[Detection examples]
==*==
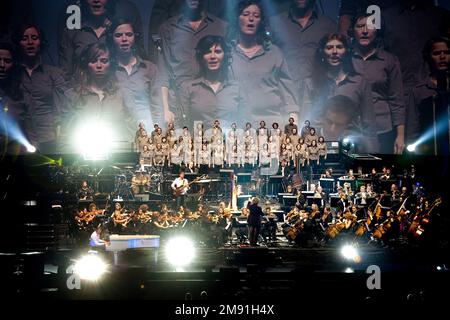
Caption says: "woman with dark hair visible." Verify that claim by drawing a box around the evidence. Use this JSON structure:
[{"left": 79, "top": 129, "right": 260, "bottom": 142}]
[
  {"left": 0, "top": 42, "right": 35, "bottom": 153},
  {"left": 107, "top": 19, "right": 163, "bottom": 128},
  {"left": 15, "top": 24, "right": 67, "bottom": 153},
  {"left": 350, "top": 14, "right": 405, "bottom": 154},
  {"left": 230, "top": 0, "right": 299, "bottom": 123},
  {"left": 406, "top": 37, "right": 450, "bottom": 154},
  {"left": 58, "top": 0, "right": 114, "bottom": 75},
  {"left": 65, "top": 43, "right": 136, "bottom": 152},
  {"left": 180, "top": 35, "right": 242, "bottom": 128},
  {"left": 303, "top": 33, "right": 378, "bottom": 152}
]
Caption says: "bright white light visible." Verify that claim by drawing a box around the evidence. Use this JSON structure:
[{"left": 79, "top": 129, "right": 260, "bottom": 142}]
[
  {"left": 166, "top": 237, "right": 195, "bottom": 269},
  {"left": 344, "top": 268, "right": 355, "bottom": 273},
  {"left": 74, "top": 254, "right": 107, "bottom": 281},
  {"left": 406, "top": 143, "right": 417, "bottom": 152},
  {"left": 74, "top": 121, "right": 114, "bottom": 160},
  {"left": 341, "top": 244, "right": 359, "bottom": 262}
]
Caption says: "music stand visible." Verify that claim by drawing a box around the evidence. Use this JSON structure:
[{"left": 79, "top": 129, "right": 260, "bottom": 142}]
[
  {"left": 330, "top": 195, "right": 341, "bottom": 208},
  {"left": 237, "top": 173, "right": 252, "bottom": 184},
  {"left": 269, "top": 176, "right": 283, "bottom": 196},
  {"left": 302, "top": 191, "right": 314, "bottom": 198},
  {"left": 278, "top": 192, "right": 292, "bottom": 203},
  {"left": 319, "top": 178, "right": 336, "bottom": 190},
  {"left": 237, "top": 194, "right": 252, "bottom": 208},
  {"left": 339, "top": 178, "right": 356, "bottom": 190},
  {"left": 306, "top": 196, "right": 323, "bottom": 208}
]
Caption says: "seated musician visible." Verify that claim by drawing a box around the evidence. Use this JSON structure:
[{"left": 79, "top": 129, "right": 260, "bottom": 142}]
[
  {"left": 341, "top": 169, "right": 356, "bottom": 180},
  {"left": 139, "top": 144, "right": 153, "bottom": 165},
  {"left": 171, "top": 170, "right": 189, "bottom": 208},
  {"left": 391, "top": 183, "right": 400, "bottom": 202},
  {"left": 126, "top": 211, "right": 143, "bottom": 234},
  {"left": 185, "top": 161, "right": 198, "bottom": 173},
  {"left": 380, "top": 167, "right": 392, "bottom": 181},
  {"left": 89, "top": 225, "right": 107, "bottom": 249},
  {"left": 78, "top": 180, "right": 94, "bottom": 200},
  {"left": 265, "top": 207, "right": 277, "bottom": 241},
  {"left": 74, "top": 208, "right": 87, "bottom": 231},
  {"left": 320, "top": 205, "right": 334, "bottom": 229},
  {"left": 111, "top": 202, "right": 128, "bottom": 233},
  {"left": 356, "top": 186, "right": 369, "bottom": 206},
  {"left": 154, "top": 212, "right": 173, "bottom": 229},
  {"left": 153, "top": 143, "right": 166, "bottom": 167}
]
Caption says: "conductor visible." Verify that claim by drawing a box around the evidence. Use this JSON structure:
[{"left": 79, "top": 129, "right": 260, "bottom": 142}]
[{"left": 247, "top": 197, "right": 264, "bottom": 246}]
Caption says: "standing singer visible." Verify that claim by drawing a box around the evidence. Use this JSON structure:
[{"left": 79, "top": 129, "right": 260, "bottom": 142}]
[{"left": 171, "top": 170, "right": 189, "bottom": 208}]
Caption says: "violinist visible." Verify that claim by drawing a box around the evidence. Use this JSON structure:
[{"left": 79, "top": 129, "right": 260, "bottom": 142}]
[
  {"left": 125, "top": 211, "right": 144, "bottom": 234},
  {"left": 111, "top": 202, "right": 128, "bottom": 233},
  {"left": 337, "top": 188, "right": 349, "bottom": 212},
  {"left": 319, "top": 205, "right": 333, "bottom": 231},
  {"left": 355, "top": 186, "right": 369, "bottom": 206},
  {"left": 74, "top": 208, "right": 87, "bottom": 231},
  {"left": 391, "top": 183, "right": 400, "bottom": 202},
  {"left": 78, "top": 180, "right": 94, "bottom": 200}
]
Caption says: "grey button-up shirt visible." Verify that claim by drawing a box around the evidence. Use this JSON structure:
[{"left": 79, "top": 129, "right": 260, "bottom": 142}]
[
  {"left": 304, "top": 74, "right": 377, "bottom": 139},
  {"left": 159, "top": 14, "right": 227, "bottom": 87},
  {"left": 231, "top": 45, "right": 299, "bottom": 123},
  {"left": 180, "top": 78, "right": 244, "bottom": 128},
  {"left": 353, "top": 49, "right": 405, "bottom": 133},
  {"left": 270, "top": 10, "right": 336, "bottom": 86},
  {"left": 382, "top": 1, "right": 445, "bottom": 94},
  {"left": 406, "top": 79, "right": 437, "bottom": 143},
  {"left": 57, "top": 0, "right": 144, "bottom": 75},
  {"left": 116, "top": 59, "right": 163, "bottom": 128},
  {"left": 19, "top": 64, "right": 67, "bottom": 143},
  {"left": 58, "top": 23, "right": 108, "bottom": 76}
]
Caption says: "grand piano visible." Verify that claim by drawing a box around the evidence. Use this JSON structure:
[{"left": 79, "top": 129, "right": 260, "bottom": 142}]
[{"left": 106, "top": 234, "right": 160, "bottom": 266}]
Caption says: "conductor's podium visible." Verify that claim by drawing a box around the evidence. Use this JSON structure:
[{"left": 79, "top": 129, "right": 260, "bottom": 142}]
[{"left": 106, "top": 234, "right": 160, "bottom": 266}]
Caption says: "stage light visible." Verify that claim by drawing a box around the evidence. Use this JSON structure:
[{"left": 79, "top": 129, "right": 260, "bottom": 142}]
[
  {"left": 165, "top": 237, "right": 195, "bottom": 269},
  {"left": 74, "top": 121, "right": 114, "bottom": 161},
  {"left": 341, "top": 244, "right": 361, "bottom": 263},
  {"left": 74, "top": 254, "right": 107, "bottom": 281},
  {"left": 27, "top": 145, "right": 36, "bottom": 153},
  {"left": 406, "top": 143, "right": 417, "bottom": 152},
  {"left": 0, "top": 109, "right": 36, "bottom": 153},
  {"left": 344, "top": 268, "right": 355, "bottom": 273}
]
==*==
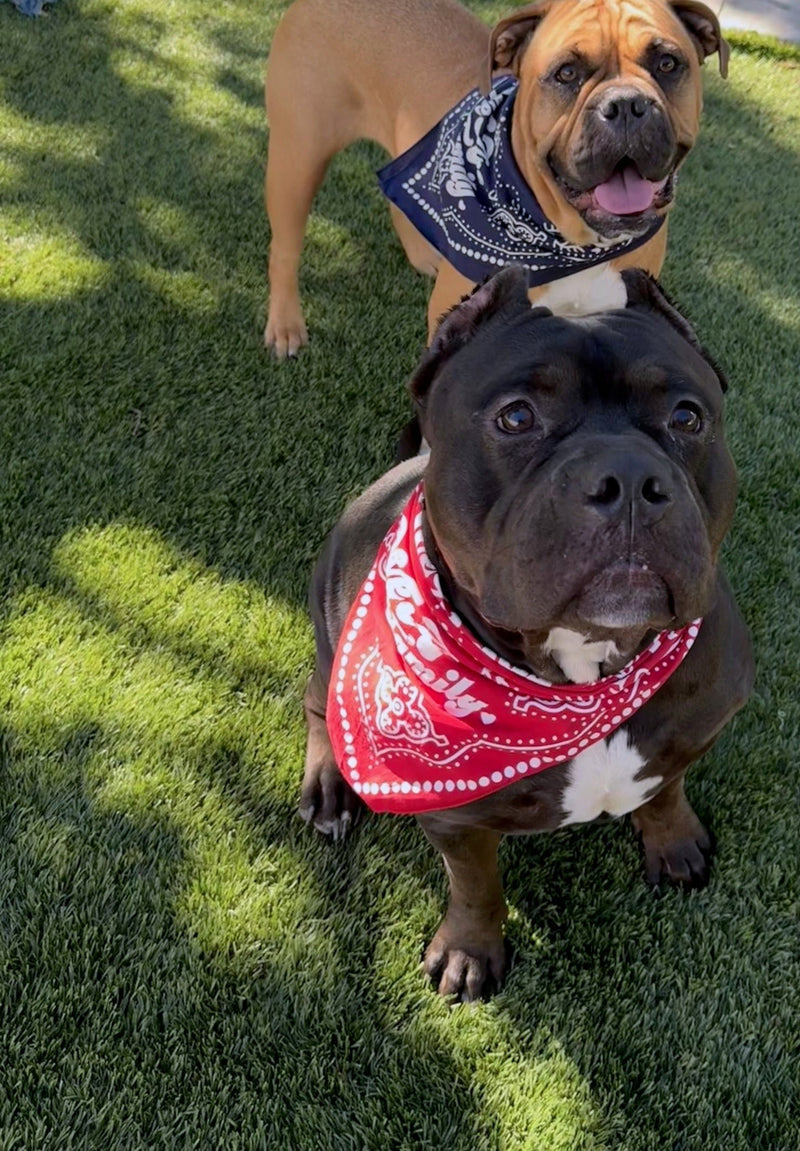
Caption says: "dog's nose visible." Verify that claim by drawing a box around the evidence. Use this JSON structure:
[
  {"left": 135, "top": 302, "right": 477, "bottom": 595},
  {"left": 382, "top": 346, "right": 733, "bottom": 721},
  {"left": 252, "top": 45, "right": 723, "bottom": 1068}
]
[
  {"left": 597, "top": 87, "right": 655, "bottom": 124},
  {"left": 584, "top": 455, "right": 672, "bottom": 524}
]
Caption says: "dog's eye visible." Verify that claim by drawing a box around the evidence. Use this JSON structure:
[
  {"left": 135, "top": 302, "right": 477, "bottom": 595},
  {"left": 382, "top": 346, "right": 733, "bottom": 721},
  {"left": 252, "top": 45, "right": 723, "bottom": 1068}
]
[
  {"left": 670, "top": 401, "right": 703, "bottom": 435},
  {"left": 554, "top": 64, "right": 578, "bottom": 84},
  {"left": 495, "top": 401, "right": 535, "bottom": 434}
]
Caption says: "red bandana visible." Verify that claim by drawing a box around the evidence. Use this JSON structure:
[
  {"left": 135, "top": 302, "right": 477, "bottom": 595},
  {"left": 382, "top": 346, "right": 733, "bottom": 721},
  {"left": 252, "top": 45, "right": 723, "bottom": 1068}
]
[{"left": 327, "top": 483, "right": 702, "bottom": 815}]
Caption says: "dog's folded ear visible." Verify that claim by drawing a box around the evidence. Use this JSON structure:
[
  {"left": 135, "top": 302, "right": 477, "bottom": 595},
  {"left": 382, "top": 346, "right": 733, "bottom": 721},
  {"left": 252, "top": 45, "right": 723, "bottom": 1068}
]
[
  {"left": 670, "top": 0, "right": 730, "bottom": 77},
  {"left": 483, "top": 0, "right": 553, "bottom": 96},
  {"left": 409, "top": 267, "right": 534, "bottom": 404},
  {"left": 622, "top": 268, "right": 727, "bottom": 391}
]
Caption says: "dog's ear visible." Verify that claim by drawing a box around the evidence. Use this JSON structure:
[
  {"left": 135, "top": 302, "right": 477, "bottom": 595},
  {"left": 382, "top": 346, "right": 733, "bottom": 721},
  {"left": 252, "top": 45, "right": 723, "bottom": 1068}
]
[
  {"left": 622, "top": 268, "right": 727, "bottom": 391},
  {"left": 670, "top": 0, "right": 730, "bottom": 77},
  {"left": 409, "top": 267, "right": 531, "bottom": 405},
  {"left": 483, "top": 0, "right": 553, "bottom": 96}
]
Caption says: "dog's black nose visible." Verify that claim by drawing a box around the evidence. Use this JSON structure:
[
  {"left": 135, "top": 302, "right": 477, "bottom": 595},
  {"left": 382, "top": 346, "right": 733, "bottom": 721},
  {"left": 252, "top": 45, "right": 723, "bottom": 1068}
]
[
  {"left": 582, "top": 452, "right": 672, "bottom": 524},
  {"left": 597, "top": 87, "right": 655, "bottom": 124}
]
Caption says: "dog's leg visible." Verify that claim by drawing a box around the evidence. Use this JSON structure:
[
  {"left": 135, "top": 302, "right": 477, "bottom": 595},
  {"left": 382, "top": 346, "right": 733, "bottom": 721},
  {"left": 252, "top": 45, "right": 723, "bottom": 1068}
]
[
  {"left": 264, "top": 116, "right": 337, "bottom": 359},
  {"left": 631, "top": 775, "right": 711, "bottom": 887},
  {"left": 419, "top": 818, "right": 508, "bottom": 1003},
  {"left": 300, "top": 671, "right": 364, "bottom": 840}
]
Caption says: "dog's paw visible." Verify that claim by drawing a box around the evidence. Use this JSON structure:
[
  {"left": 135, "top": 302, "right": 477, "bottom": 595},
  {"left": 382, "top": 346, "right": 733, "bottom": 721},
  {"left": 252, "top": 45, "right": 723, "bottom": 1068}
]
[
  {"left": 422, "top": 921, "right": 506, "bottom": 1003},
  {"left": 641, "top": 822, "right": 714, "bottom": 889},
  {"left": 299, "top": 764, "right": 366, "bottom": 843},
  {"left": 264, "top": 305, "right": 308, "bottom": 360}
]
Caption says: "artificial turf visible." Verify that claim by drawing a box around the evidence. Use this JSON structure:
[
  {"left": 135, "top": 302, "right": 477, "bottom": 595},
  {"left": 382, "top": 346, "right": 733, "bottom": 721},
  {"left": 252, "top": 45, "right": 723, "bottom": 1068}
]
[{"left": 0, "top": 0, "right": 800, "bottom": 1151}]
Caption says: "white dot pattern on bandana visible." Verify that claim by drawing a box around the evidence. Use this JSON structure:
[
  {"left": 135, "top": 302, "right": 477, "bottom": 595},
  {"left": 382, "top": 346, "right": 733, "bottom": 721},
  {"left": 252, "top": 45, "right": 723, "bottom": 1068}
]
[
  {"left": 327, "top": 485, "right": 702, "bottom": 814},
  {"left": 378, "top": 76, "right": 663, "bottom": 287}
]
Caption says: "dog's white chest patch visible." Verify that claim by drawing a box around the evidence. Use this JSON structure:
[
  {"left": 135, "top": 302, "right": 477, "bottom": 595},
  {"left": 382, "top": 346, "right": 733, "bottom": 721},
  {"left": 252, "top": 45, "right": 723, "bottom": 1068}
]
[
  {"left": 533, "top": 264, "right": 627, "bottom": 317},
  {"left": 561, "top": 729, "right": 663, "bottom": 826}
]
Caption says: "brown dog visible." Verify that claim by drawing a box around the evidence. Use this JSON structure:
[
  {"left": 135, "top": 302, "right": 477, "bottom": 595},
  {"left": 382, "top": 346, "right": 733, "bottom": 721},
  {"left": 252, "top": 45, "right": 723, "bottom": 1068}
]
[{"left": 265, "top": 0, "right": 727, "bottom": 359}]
==*==
▸ **WHAT IS REQUIRED**
Gather every line of the items that contains the string "conductor", with case counting, and copy each one out.

▸ **RESPONSE FOR THIS EXERCISE**
Caption says: "conductor visible." Verify that claim by drawing a box around the evidence. Use this JSON structure:
Caption says: "conductor's podium visible." Verify that claim by drawing a box around the evidence. Use this JSON structure:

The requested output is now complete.